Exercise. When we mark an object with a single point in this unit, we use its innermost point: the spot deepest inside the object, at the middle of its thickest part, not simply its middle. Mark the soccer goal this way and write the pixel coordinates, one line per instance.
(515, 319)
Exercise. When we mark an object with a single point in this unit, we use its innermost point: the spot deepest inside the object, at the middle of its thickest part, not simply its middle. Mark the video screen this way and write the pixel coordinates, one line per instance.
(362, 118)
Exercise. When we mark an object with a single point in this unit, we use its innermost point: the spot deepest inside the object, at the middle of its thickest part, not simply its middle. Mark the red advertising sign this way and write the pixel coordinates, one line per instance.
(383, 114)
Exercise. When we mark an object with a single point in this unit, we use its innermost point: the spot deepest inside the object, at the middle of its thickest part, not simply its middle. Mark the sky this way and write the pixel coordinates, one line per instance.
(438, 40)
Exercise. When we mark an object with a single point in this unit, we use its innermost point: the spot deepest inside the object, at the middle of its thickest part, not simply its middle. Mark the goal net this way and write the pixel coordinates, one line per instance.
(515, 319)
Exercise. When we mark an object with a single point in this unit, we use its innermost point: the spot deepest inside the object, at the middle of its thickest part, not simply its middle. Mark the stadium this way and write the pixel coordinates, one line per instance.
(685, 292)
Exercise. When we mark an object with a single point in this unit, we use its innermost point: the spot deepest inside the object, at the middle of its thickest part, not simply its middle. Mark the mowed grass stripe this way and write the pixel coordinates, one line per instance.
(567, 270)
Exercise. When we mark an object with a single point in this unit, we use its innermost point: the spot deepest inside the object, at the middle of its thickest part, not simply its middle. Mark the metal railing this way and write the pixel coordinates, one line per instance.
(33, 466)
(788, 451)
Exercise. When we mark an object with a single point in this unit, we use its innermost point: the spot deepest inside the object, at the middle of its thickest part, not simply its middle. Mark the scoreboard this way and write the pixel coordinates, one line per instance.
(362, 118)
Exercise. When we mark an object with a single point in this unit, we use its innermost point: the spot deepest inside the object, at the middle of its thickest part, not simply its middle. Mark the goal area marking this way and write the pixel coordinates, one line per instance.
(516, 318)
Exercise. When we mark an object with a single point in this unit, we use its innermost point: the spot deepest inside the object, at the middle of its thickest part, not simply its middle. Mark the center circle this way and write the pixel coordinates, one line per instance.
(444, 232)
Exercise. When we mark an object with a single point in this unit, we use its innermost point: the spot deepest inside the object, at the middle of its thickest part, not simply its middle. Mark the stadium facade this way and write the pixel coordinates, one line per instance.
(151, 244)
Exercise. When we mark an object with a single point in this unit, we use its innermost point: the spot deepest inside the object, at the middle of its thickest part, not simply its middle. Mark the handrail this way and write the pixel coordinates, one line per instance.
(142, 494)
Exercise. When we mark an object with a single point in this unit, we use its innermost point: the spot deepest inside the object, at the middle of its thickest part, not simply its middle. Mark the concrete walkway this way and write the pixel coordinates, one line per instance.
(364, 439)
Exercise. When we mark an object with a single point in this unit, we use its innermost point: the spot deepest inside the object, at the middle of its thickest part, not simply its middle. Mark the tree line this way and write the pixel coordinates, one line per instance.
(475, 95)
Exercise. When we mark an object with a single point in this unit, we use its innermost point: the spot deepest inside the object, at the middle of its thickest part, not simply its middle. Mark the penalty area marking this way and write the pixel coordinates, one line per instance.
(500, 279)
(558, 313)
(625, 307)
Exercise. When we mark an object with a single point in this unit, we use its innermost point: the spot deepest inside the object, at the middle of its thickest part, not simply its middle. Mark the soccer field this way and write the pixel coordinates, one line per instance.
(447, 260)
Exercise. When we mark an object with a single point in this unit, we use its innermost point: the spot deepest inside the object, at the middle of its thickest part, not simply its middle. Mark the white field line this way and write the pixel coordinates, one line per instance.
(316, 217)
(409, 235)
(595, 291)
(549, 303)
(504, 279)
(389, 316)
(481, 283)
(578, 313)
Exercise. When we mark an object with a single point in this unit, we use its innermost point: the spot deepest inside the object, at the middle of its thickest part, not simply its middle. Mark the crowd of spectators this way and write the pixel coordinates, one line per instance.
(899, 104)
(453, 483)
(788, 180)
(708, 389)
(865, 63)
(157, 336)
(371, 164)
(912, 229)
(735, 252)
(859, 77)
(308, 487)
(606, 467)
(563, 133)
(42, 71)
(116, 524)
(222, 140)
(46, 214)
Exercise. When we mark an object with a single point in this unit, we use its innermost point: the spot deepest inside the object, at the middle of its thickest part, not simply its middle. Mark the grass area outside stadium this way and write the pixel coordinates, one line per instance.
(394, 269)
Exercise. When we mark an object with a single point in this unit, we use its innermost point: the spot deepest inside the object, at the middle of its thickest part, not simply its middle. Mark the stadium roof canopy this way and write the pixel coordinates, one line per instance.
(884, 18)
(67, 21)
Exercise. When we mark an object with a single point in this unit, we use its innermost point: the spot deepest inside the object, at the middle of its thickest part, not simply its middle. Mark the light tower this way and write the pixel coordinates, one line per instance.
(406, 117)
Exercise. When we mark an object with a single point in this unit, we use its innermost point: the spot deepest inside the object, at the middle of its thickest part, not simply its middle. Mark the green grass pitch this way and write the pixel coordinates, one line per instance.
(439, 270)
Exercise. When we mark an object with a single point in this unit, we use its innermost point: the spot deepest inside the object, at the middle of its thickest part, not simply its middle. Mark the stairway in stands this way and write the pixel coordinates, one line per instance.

=== AIM OF THE EXERCISE ===
Write out the records in full, exactly as they appear above.

=== FINISHED TASK ===
Exercise. When we mark an object with a single point in this unit, we use its innermost point: the spot deepest inside the object, at the middle of its thickest part, not simply its middle. Mark the soccer goal this way and write the pixel coordinates, one line per instance.
(515, 319)
Exercise. When we mark an object with a single point in this unit, we use its innermost point: the spot deepest inside the object, at the middle of its thickest part, not simply its middle. Mark the video screen this way and write the pixel coordinates, one line per instance.
(362, 118)
Exercise. When we mark an object with a single point in this unit, we use its innermost point: the spot deepest inside the object, at the middle of its thickest part, not simply its middle. Mark the red advertising sign this way and write the pixel coordinates, one line per instance.
(383, 114)
Exercise. When we mark an object with a single point in this unit, we use its innermost point: the spot deepest inside the object, at the middle of its thickest part, not simply its middle. Mark the sky this way and write the pixel coordinates, one line per instance.
(438, 40)
Exercise. When we mark an object with a single point in this unit, we use its innermost point: the spot deepest inside the object, at the middle of its thickest part, not simply its middle. Mark the goal net this way and write the pixel coordinates, one line per instance.
(515, 319)
Exercise. When we mark an object with a single point in this unit, we use its innermost point: the spot deepest inside the object, at the middle of its thickest part, not simply its middle. Mark the stadium this way and write the pixel coordinates, one line per instance.
(685, 292)
Exercise. When we mark an object with a single point in this unit, we use its innermost point: the spot deepest inside the object, at the middle of its thickest part, not simply its middle. Mark the mowed grass stripe this way and write the pixel coordinates, one line per instance.
(567, 270)
Exercise. When we mark an object with a single point in this unit, we use its innermost point: the spot deepest inside the object, at the middle of its thickest part, not simply its middle. Mark the metal railing this way and write the pixel coordinates, one line per instance.
(33, 466)
(788, 451)
Exercise. When we mark an object with a single point in this unit, we use its innermost point: the spot deepest inside the object, at the middle of its thickest part, not simply its middle. Mark the scoreboard this way and write the pixel coordinates, one line per instance.
(362, 118)
Exercise. When we mark an object with a single point in this unit, we use its innermost point: the spot deepest inside the object, at the middle of its thickest part, not simply its middle. Mark the goal area marking this way and write the pixel coordinates, one line per instance.
(516, 318)
Exercise. When we mark an object with a single point in this unit, we use its innermost point: the spot deepest inside the object, at the middle of its thickest part, not simply its middle. Mark the center circle this way and write the pixel coordinates, one line per instance.
(444, 232)
Exercise. When we mark an object with a single point in this unit, we use its innermost point: the spot deepest inside the object, at the middle of its thickest part, not simply its middle. Mark the stadium facade this way and write the pixel coordinates, one line per instance.
(151, 244)
Exercise. When we mark an object with a single point in this unit, we use its innermost point: the spot deepest inside the object, at the middle of its thickest part, not simply its middle. Mark the handrail this way and write the pixel coordinates, one line per instance.
(142, 494)
Exercise. When we mark an object with a single point in this unit, we use its innermost point: the spot deepest inside the object, at the middle of its thickest part, not simply its middle. Mark the concrete walkway this way and write the pixel coordinates, one line per instance.
(364, 439)
Exercise. When we mark an object with a single point in this unit, we use its innermost point: the spot deepest inside the object, at the middle of its thickest part, not simply its middle. Mark the tree line this way and write the pixel coordinates, one line per instance.
(475, 95)
Exercise. When we mark an object with a single point in this unit, we use its innermost point: the spot deepest inside the object, at the middle of its thickest part, not simply its middle. Mark the penalty area marking this way and write the pixel coordinates, one line per instance.
(500, 279)
(558, 313)
(625, 307)
Exercise. When we mark an object with a single point in this unit, we use its innermost point: the spot deepest inside the object, at the middle of its thickest part, not simply its middle. Mark the soccer field this way and write the pixel coordinates, one line per instance.
(447, 260)
Exercise. When we mark an object with a single point in this unit, we use its innermost point: the spot deepest inside the object, at the middle of its thickest part, not simply its middle. Mark the white field line this way and write the pixel coordinates, one line per instance.
(316, 217)
(409, 235)
(595, 291)
(549, 303)
(504, 279)
(389, 316)
(481, 283)
(578, 313)
Exercise. When we mark an object with a single point in this unit, we use its innermost point: the spot deepest inside the object, at the middle of its thickest part, not simply its middle. Mark the crowd of spectators this way and write the pixel coordinates, one line per instance.
(899, 104)
(453, 483)
(788, 180)
(708, 389)
(865, 63)
(157, 336)
(371, 164)
(912, 229)
(735, 252)
(859, 77)
(308, 487)
(606, 467)
(563, 133)
(42, 71)
(116, 524)
(222, 140)
(46, 214)
Exercise. When we mark an object with a single point in this unit, we use its innermost point: the spot deepest inside the object, at the middle of its thickest part, not simply its middle. Mark the grass area outside stadium this way and write the pixel coordinates, one line per instance.
(394, 269)
Exercise. When we mark an object with a single point in this unit, we use its innermost point: the spot deepest inside the object, at the middle of its thickest part, not simply its middle. Mark the stadium roof canopy this way and write the pixel coordinates, one line per instance.
(884, 18)
(67, 21)
Exercise. When we mark an object with a single point in this unit, we use its innermost point: the spot deepest inside the object, at the middle of its thickest part, not simply its middle. Mark the light tower this way and write the pixel coordinates, one line per instance.
(406, 117)
Exercise. When we mark an object with a single point in this unit, we use its innermost point: the spot deepest inside the object, at the middle of its thickest part, not simply its middle. Mark the green grass pitch this way and write the pixel coordinates, one line per instance.
(439, 270)
Exercise. When we mark an object with a single point in this unit, we use its innermost point: the spot deepest inside the object, at the middle of its thickest part, not simply its middle. Mark the stairway in stands this way and write the pixel coordinates, one line per instance.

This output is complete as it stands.